(TEXT SHOWN)
####################

KIOSK, by Gaye Chan, Rebecca Bayer, Vanessa Kwan, Laiwan, Hannah Jickling and Helen Reed. Curated by Shaun Dacey, July – September 2013. An installation at Civic Square, Bob Prittie Library, Metrotown will play host to a series of unique public art projects this summer. Designed by artist/designer Rebecca Bayer to evoke the form of an information booth, the structure will be the base for a series of projects that launch from the form and function of a kiosk. Six local and international artists will alternate sharing and transforming the purpose-built structure through the months of July to September. Commissioned by the Burnaby Art Gallery with support from BC Arts Council, KIOSK presents performances, installations, exchanges, and conversations for a pedestrian public to encounter.

####################

(PROVIDED MATERIAL)
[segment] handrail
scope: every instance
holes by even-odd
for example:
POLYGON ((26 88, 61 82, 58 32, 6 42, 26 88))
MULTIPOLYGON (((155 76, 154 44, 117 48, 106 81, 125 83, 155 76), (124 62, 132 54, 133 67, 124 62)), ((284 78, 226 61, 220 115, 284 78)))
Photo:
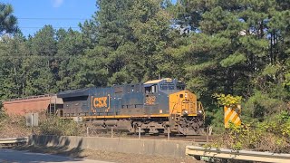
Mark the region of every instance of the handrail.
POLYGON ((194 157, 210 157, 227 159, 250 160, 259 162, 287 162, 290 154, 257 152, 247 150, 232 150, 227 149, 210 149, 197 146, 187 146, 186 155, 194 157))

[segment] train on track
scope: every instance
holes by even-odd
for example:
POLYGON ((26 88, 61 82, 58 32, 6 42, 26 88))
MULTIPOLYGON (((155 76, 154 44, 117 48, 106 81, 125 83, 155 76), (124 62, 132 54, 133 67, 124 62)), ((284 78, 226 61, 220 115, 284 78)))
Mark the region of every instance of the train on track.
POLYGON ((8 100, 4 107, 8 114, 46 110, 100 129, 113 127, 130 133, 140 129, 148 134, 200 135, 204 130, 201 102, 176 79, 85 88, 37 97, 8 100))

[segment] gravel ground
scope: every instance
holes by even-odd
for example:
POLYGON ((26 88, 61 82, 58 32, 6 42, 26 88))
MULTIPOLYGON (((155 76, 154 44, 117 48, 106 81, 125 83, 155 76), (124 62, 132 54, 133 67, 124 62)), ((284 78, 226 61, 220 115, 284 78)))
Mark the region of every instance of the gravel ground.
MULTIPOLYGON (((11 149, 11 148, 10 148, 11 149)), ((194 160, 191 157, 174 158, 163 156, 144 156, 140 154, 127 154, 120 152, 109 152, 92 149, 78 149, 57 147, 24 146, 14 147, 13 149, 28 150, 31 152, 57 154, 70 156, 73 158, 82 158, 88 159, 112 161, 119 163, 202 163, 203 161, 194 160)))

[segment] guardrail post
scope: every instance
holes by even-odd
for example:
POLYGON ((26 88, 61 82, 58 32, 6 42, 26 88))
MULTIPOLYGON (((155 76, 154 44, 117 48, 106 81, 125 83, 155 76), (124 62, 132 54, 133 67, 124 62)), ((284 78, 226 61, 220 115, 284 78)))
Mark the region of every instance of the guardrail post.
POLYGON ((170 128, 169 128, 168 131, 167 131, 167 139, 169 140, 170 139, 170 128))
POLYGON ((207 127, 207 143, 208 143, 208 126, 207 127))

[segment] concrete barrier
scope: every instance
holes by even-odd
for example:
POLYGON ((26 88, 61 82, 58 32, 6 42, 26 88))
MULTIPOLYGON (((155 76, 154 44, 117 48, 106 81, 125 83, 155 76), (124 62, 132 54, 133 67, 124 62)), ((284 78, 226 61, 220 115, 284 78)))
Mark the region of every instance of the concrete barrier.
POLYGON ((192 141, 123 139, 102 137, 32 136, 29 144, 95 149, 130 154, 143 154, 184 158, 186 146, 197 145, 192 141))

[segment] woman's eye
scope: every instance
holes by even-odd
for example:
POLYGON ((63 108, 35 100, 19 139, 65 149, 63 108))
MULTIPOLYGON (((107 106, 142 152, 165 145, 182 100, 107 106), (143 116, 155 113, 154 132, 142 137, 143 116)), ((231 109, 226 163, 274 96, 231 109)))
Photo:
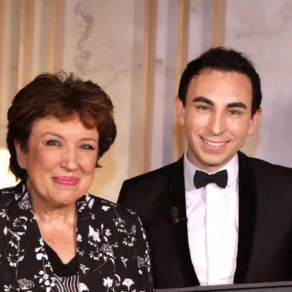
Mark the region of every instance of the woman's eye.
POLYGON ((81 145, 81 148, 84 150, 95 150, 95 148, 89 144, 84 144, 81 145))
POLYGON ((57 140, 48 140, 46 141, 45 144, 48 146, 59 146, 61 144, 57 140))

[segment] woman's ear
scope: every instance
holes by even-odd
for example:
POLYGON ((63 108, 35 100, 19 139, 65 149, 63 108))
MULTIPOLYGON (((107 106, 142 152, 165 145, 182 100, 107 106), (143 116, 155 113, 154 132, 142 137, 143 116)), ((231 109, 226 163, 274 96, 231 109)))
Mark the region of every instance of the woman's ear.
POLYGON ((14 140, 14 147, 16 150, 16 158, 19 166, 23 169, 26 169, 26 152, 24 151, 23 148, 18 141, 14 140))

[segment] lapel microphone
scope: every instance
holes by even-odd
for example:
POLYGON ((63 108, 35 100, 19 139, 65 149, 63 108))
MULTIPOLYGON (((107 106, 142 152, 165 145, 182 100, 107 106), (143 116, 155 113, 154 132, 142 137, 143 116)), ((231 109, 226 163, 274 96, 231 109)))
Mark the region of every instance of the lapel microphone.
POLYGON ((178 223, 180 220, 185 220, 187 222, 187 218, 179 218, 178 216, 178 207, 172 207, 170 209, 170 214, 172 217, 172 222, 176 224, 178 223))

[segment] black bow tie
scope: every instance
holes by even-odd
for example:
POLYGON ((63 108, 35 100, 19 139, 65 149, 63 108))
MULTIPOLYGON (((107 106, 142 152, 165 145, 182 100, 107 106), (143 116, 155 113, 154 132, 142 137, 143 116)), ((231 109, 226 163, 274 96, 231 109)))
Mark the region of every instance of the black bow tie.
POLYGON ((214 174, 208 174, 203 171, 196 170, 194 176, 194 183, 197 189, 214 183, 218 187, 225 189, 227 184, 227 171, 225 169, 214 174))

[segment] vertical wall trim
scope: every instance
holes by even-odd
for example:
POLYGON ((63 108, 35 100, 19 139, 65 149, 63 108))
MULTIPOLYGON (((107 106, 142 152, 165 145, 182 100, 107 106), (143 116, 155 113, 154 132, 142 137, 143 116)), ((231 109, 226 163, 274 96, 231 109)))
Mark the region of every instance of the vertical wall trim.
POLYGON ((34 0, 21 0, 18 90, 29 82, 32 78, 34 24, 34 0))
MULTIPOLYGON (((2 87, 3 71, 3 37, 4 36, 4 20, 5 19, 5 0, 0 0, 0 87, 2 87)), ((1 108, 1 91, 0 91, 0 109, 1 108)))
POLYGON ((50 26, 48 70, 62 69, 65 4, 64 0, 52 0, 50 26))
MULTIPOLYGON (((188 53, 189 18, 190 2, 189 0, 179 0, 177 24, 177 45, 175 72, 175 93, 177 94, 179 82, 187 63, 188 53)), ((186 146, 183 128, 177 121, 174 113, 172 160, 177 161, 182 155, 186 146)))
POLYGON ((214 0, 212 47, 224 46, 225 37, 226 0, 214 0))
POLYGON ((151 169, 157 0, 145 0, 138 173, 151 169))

####################

(REQUIRED ACTIONS)
A – Answer these questions about the KIOSK announcement, each on its own line:
(i) Who curated KIOSK?
(ii) Which artist/designer designed the structure?
(iii) Which gallery commissioned KIOSK?
B – Rewrite the stretch of the KIOSK announcement from "KIOSK, by Gaye" through "public to encounter.", replacing "pedestrian" with "passing".
C – Say whether each statement agrees with the KIOSK announcement, answering yes or no and quoting the deciding words:
(i) The structure was designed to evoke the form of an information booth.
(ii) Four artists share the structure over the summer.
(iii) KIOSK had support from the BC Arts Council.

(WRITTEN ANSWERS)
A –
(i) Shaun Dacey
(ii) Rebecca Bayer
(iii) The Burnaby Art Gallery

B –
KIOSK, by Gaye Chan, Rebecca Bayer, Vanessa Kwan, Laiwan, Hannah Jickling and Helen Reed. Curated by Shaun Dacey, July – September 2013. An installation at Civic Square, Bob Prittie Library, Metrotown will play host to a series of unique public art projects this summer. Designed by artist/designer Rebecca Bayer to evoke the form of an information booth, the structure will be the base for a series of projects that launch from the form and function of a kiosk. Six local and international artists will alternate sharing and transforming the purpose-built structure through the months of July to September. Commissioned by the Burnaby Art Gallery with support from BC Arts Council, KIOSK presents performances, installations, exchanges, and conversations for a passing public to encounter.

C –
(i) Yes: "Designed by artist/designer Rebecca Bayer to evoke the form of an information booth"
(ii) No: "Six local and international artists will alternate sharing and transforming the purpose-built structure"
(iii) Yes: "with support from BC Arts Council"